▶ Instructions for the task
Reproduce each line of the material exactly, minus any picture.

▶ Extracted records
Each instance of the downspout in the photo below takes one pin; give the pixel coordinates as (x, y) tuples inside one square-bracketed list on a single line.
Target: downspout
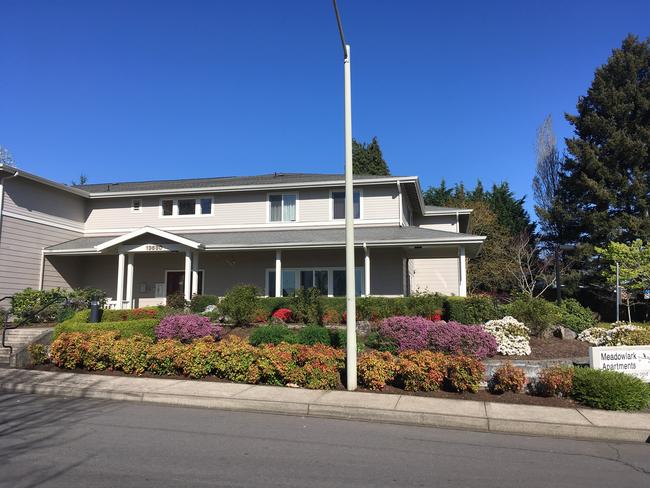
[(399, 190), (2, 195)]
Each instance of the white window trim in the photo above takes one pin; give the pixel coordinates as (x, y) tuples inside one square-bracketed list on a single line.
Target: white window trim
[(139, 209), (197, 208), (330, 277), (268, 208), (331, 200)]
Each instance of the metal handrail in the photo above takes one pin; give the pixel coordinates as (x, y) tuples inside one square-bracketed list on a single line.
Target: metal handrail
[(27, 319)]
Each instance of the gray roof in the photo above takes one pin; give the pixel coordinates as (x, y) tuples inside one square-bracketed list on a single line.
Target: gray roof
[(305, 238), (229, 181)]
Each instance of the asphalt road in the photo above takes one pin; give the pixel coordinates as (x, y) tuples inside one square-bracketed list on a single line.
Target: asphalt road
[(80, 443)]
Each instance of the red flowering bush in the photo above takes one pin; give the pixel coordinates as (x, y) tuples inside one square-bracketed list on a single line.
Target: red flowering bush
[(556, 381), (509, 378), (421, 370), (284, 314), (375, 370), (187, 328), (464, 373)]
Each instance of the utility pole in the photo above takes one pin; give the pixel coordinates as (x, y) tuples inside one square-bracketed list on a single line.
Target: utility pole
[(351, 308)]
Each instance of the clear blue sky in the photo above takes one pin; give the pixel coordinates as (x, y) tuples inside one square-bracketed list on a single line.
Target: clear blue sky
[(139, 90)]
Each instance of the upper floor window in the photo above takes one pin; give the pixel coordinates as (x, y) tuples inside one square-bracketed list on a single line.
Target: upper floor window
[(338, 204), (282, 208), (170, 207)]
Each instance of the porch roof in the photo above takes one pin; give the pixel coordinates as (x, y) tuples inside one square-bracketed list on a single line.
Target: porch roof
[(417, 241)]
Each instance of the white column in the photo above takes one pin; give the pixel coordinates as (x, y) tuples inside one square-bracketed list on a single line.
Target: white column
[(278, 273), (188, 274), (195, 273), (367, 271), (462, 277), (129, 279), (120, 281)]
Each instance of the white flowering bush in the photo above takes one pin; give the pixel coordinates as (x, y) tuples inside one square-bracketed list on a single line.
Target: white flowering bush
[(512, 336), (616, 336)]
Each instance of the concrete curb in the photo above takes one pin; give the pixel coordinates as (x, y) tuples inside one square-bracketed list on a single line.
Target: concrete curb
[(480, 417)]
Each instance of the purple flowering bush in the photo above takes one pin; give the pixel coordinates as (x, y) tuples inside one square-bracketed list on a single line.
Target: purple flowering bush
[(454, 338), (420, 334), (187, 328)]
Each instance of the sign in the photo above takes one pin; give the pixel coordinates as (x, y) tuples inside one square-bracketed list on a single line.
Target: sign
[(632, 360)]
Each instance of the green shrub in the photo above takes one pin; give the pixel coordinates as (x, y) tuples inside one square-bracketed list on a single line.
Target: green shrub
[(37, 352), (272, 334), (339, 340), (199, 303), (314, 334), (240, 303), (127, 329), (609, 390), (536, 313), (575, 316), (308, 306)]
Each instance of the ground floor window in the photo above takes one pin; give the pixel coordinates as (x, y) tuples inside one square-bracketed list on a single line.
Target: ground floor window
[(330, 281), (176, 282)]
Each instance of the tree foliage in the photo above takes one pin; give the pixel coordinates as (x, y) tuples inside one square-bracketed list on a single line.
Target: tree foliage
[(546, 183), (6, 157), (605, 182), (367, 159)]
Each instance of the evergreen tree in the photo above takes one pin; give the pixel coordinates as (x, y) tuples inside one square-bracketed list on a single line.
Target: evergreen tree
[(367, 159), (605, 184)]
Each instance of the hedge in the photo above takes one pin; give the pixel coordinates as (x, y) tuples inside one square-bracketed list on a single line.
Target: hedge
[(127, 328)]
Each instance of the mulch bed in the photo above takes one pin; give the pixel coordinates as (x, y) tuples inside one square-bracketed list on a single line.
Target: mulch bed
[(552, 348)]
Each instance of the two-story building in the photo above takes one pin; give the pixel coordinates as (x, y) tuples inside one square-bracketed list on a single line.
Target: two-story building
[(140, 241)]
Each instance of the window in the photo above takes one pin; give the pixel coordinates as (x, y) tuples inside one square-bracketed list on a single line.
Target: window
[(330, 282), (338, 204), (282, 208), (186, 206)]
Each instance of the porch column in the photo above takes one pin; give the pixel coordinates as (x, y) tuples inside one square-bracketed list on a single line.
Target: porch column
[(462, 277), (188, 275), (195, 273), (120, 281), (367, 270), (278, 273), (129, 279)]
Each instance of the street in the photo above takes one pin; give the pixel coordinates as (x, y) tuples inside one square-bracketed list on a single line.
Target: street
[(81, 443)]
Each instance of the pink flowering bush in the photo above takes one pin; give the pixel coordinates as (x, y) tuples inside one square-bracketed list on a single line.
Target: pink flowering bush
[(420, 334), (187, 328)]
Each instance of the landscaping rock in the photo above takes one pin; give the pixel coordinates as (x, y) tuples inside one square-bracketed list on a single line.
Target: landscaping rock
[(565, 334)]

▶ Reply to the exercise
Each instance of the downspout in the photo below takes one pin; give the pixel coordinates as (x, y) tuples inside one square-bracketed list on a single line.
Target: downspout
[(399, 190), (2, 195)]
Each instance of the white window trim in the photo above takes one pin; give the pixel coordinates as (x, y) tuples inside one square-bracketed list on a single line.
Target: white window trim
[(139, 209), (197, 208), (330, 277), (268, 208), (331, 200)]
Each instance of the metal handrail in the photo above takes one pin; give the pixel coordinates as (x, y) tuples inside one square-bracketed list on a single line.
Target: metal handrail
[(27, 319)]
Each instance of the gray roof in the photo above takes one pin; give the pixel coordinates as (x, y) tuples inside one square-bracketed list on a single line.
Target: gray roof
[(305, 238), (229, 181)]
Each instance of the asphalt road in the photo above takes one pin; give the pixel coordinates as (x, y) tuples inside one square-bracketed list on a single line.
Target: asphalt road
[(80, 443)]
Each instance of the red flowering bush in the photo above takes one pin; give the pixel coordinates as (x, y) tuples inside one square-bracketed list on a single line.
Target: red flowering bush
[(556, 381), (509, 378), (421, 370), (284, 314), (375, 370), (187, 328), (464, 373)]
Each instance of the utility pole in the photo above takes one pin; give the pixel coordinates as (x, y) tuples inside one square-bracketed list on a single line.
Target: utility pole
[(351, 308)]
Each instance of the clear blue sky in the photo above takes one pin; give the pixel coordinates as (x, y) tuples inside one square-bracketed list on a single line.
Target: clear blue sky
[(139, 90)]
Each instance of the upper floor window in the photo above takes one pin; give the pixel coordinates as (x, y) tuples inside one square-bracketed list on a single line.
Target: upper floor window
[(338, 204), (282, 208), (170, 207)]
Each instance of the porch roof in the photo above takes one pin; give the pixel coordinates as (x, y) tuples inside one square-bracketed list on a single line.
Target: porch roof
[(417, 241)]
Each instance of the white column in the photo above takes one pin; give the pixel coordinates as (x, y) tuples inside one square-bracketed list on a single line.
Target: white column
[(278, 273), (188, 274), (195, 273), (367, 271), (462, 277), (129, 279), (120, 281)]
Each instance of the white flowering bush in the photo above takes one pin; give the pixel coordinates as (x, y) tuples inside one square-bracketed list on a single line.
Target: white flowering bush
[(512, 336), (616, 336)]
Each instance of the concrete curb in the photo above takes one pin; give the pixel coordinates as (x, y) tuples inside one square-bracketed list on a single line.
Target: concrete curb
[(480, 417)]
Each instance of the purple flowering bush in the photo above takes one pin; give the pixel coordinates as (x, y) tuples inside one square-bracketed list on a single line.
Target: purple flowering bush
[(454, 338), (420, 334), (187, 328)]
Each instance of the sign in the photo above takes one pin; give the pixel coordinates as (x, y) tuples inside one square-bracketed list on a single line.
Target: sign
[(632, 360)]
Each instance of the green shrub in the photo above takes one pin; give the pixel coordinates as (x, y) tuples inside one square-bracketed list on a single line.
Target: green shrub
[(37, 352), (272, 334), (339, 340), (199, 303), (314, 334), (240, 303), (127, 329), (609, 390), (536, 313), (575, 316), (308, 306)]
Each instance of the ground floor window in the photo above takes one pin; give the pixel coordinates as (x, y) tuples inside one square-bracketed list on a single line.
Target: ground floor window
[(330, 281), (176, 282)]
Each instance of the tree foliage in the photo above takes one pin; give the pixel coordinates as (x, y) tuples inside one square-bracketed list on a single line.
Target: tree foliage
[(546, 183), (6, 157), (605, 182), (367, 159)]
Each instance of the evergreen tree in the photo above takes one pin; give the pixel coordinates as (x, y) tuples inside one square-bracketed list on a single line.
Target: evergreen tree
[(367, 159), (605, 184)]
Each instance of the hedge in the photo above takes one pin; give the pixel coordinates as (x, y) tuples inside one square-bracketed list on a single line.
Target: hedge
[(127, 328)]
Each instance of the mulch bed in the photo above takes one pin; give the pixel coordinates as (x, y) tuples inside one square-bracketed list on a single line.
Target: mulch bed
[(552, 348)]
Each instance of the two-story building in the photo above takes one pin; give the pixel coordinates as (x, y) tuples inside one square-bracketed list on a single line.
Target: two-story building
[(140, 241)]
Each instance of the window in the photo above takes one pin; give the pixel coordinates as (x, y) tuples inside one square-bracketed list on a single line.
Target: window
[(330, 282), (338, 204), (282, 208), (186, 206)]
Each instance of the porch column in the photo above takes one pin; give the pixel coordinates as (x, y) tuples inside one square-bracketed list on a single line.
Target: porch column
[(462, 277), (188, 275), (195, 273), (120, 281), (367, 270), (278, 273), (129, 279)]
Each instance of the street in the photo above takes one pin; give the pixel coordinates as (x, y) tuples inside one square-bracketed list on a single line.
Target: street
[(81, 443)]
Each instance of the pink flowering bush in the photo above takes one pin; give the pixel coordinates as (x, y) tuples inside one square-bracketed list on a single line.
Target: pink flowering bush
[(420, 334), (187, 328)]
Each instance of the landscaping rock in the photo above takes one pin; give the pixel coordinates as (x, y) tuples inside one square-bracketed list on a single line.
Target: landscaping rock
[(565, 334)]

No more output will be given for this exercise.